(Set problem 1)
Reproduce the stretch of the Discovery Sport review from "It’s fair to" through "some razzle dazzle.", word for word.
(Set problem 2)
Supply the next part of the Discovery Sport review, picking up after its final sentence.
----- Excerpt -----
You get the impression Land Rover’s heavily updated Discovery Sport couldn’t have come soon enough for the brand, what with its arch rivals, the Audi Q5 and BMW X3, so obviously fresher in appearance. Arguably the most notable USP of the pre-update model was its superior off-road credentials, but most buyers in this segment will be less concerned with departure angles and more interested in tax brackets and ISOFIX points. That’s why the changes applied to the 2020 car are significant – they’re of the sort that your average 5+2 seat SUV buyer can appreciate. And for us, they promise to make noticeable improvements to performance as well – both on- and off-road.
So what’s new? The physical design of the PTA structure beneath that now-familiar body is unchanged, save for the solidly mounted subframe to the front, while improvements to joining methods all over the structure have increased rigidity by around 10 per cent. Then there’s the new 48-volt electric architecture, familiar from other JLR applications although new to the Disco Sport, which enables the use of mild hybrid hardware under the bonnet, where you’ll also find new Ingenium engines. Last but by no means least there’s the fitment of digital cabin tech, which takes the Disco Sport’s interior from dated to up-to-date in a single swoop. It all amounts to a pretty big effort; particularly for something that constitutes a mid-life facelift.
It’s fair to say the design changes don’t do much to illustrate the advances made beneath the skin. That’s not to say they’re insignificant – a Velar-esque front end and new LED lighting certainly sharpen things up – but the overall appearance is familiar. It hasn’t lost the thick tyre walls, fist-sized arch gaps and decidedly old-school silhouette – and that’s a good thing. Inside it’s the arrival of those new displays – a 10-inch touchscreen (standard across the range) and, in pricier models like our Sport R-Dynamic S test car, a 12-inch TFT instrument cluster – that immediately marks out the revised Discovery. As a non-Range Rover, the Disco Sport’s climate controls aren’t integrated into a lower digital screen as they are in the Evoque, but the way the twin rotary dials switch between temperature, fan speed and drive modes adds some razzle dazzle.
On the move, the presence of the 250hp 2.0-litre petrol’s MHEV hardware is obvious enough, as the Disco Sport is quicker off the mark than you might expect. The claimed 7.1-second to 62mph time feels entirely believable. The nine-speed ZF auto definitely has a smoothness to each upshift although, once-rolling, the near two-tonne car’s progress feels more acceptable than impressive. The powertrain is refined, at any rate, with laudably low engine noise, but you’ll want to think ahead when it comes to overtaking. Still, at least the ZF transmission is quick to respond, so much so that there’s modest value in using the steering wheel mounted paddles. There’s sufficient brawniness for a two-tonne maximum towing capacity, although those wanting to consistently carry extra weight around would be wise to consider the 240hp diesel MHEV.
----- Data excerpt -----
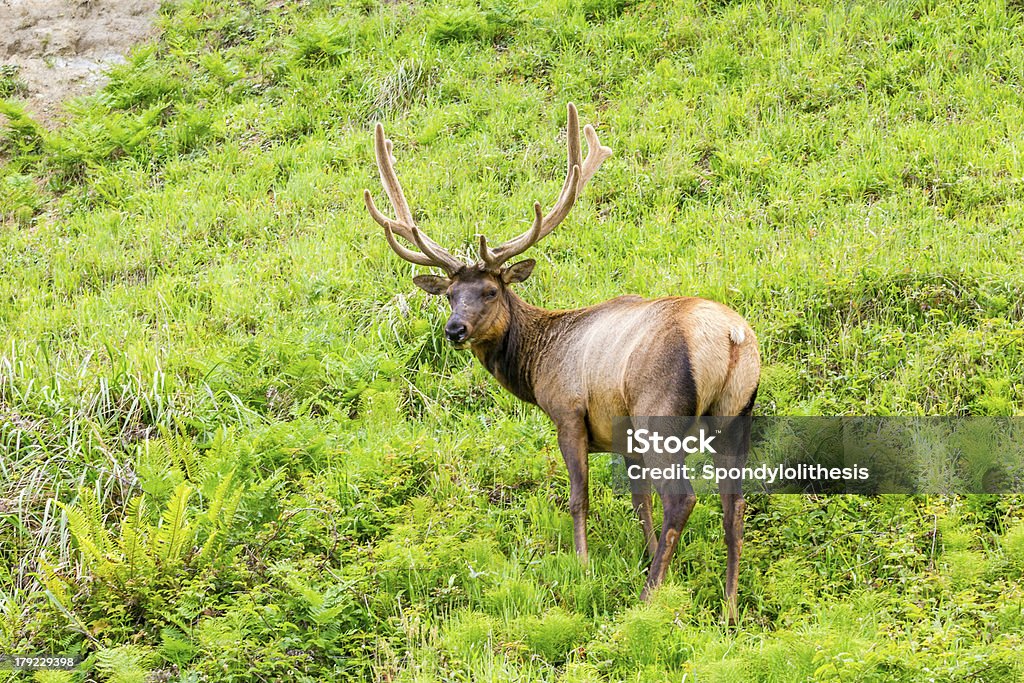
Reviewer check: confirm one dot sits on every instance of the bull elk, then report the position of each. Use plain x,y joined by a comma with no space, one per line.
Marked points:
-----
(Final answer 1)
It’s fair to say the design changes don’t do much to illustrate the advances made beneath the skin. That’s not to say they’re insignificant – a Velar-esque front end and new LED lighting certainly sharpen things up – but the overall appearance is familiar. It hasn’t lost the thick tyre walls, fist-sized arch gaps and decidedly old-school silhouette – and that’s a good thing. Inside it’s the arrival of those new displays – a 10-inch touchscreen (standard across the range) and, in pricier models like our Sport R-Dynamic S test car, a 12-inch TFT instrument cluster – that immediately marks out the revised Discovery. As a non-Range Rover, the Disco Sport’s climate controls aren’t integrated into a lower digital screen as they are in the Evoque, but the way the twin rotary dials switch between temperature, fan speed and drive modes adds some razzle dazzle.

(Final answer 2)
Repeat buyers are unlikely to complain about the way the latest Disco Sport rides or steers. With optional variable dampers equipped, the high-riding SUV has no problem balancing suppleness and body control. Helped along by squidgier tyres than the Evoque typically wears, the Disco absorbs cracks and ridges without complaint, and stays composed over crests. Switch to Sport mode (if you must) and body roll is limited to a few degrees, making for a secure but still supple ride; press on in this mode and the Land Rover does well, with a small amount of safety understeer backed by plentiful mechanical grip and very well weighted steering.
Realistically, that brings the Disco’s on-road performance in line with its rivals rather than outright trouncing them. It saves that for off-road, where 212mm of ground clearance and a 25-degree approach angle ensures a standout level of mid-sized SUV capability. Terrain Response 2, Land Rover’s latest all-singing technology does the heaviest lifting (helped along by the presence of optional active torque vectoring) juggling the power and available traction to such an extent that all you’re really called upon to do is steer.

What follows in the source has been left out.